*Text block:*
Replay HTTP traffic

Matt Caswell matt at openssl.org
Mon May 17 14:18:01 UTC 2021



On 17/05/2021 14:41, Григорий Сморкалов wrote:
> Hello. I am trying to debug some ssl related code and I need some help.
> 
> We have a HTTP client based on libuv and libopenssl for TLS. It is an 
> internal C++ library with its own TCP wrapper around lubuv and HTTP 
> parser. It works fine and our servers make millions of HTTPS requests to 
> social networks with it. If it is one connection per request 
> (Connection: Close) there is no problem at all. But sometimes 
> connections with keep-alive receive strange ssl errors:
> 
> error:04067084:rsa routines:rsa_ossl_public_decrypt:data too large for 
> modulus , or error:04067072:rsa routines:rsa_ossl_public_decrypt:padding 
> check failed
> 
> It is a really rare event, once per million I think. The error is 
> returned from SSL_read when new data comes from the server. It is never 
> the first response, usually there are more than ten requests/responses 
> in the connection before the error.

If I understand you correctly then you are seeing this at some point 
*after* the initial handshake and the connection has been running for a 
while.

If so that is a very strange error indeed. These are RSA errors. But 
once the initial handshake is complete there should be no reason for 
libssl to be performing RSA calls. RSA is *only* used during the 
handshake and not during application data transfer. Unless that is there 
is a reneg handshake happening (only applies for TLSv1.2 or less)...but 
if so that would be fairly clear in the wireshark logs.

Does your application do anything with libcrypto directly? Or does it 
only use libssl?

Is your client application multi-threaded?

I'm wondering whether this error is actually a stale error left in the 
queue from some earlier problem on the same thread.

You could try forcefully clearing any stale errors (ERR_clear_error()) 
before any SSL_read() calls and see if the problem goes away.


> 
> We have a tcpdump of such connections and keylog made with 
> SSL_CTX_set_keylog_callback. Wireshark opens this dump and decrypts it 
> normally using keylog as pre-master keyfile. The last packet produces an 
> error in our HTTP client but in wireshark it is ok and it contains 
> normal HTTP response with 200 OK. No sign of any error or data 
> corruption. That fact makes me think that data is ok and my openssl 
> usage has some problems.
> 
> I want to reproduce this situation and replay this tcpdump. It means run 
> our server (actually only http client part) and give it captured data.

*Dataset records:*
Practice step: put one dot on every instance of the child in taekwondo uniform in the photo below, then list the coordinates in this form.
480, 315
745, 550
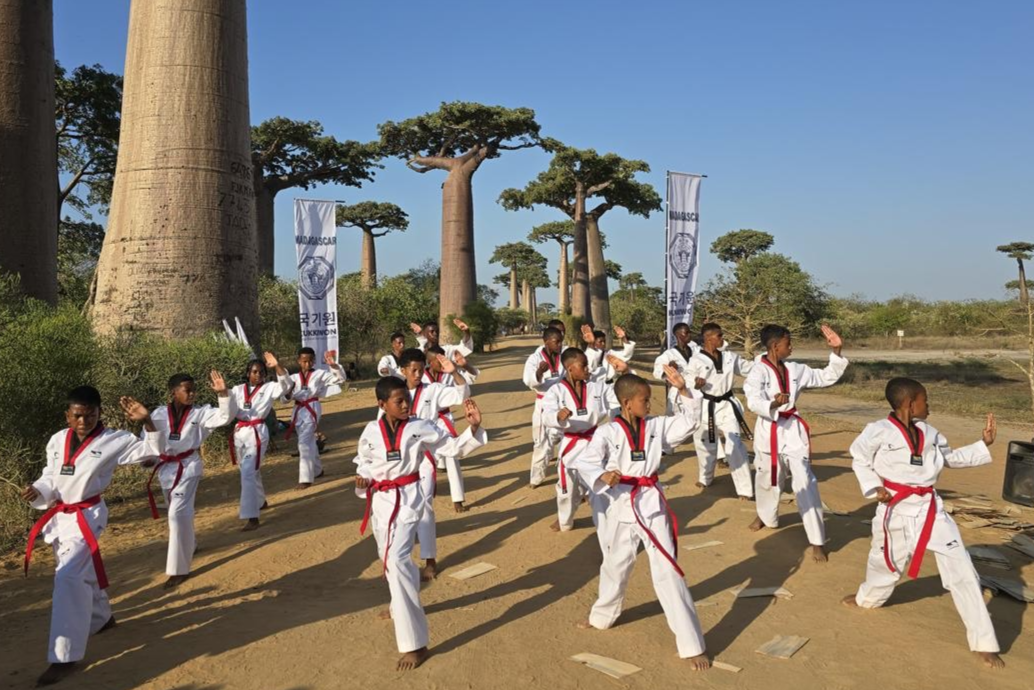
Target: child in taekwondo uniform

---

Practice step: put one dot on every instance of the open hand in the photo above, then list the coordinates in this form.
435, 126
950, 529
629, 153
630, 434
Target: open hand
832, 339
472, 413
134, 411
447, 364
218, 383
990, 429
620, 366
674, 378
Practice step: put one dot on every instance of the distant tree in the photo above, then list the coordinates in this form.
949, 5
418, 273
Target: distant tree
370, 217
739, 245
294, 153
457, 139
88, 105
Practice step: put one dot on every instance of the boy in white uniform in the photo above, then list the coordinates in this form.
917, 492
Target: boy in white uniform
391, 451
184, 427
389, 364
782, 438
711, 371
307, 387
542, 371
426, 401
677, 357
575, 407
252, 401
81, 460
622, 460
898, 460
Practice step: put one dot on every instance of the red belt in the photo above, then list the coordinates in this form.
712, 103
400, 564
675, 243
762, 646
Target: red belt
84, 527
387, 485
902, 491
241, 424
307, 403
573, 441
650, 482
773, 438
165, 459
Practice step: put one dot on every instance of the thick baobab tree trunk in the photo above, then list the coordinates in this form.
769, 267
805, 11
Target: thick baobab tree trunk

*Challenges:*
• a. Reproduce the "Replay HTTP traffic" post word for word, everything from "before any SSL_read()" down to "it captured data.".
• b. In the "Replay HTTP traffic" post, which function does the reply suggest calling before any SSL_read() calls to clear stale errors?

*Answers per task:*
• a.
before any SSL_read() calls and see if the problem goes away.


> 
> We have a tcpdump of such connections and keylog made with 
> SSL_CTX_set_keylog_callback. Wireshark opens this dump and decrypts it 
> normally using keylog as pre-master keyfile. The last packet produces an 
> error in our HTTP client but in wireshark it is ok and it contains 
> normal HTTP response with 200 OK. No sign of any error or data 
> corruption. That fact makes me think that data is ok and my openssl 
> usage has some problems.
> 
> I want to reproduce this situation and replay this tcpdump. It means run 
> our server (actually only http client part) and give it captured data.

• b. ERR_clear_error()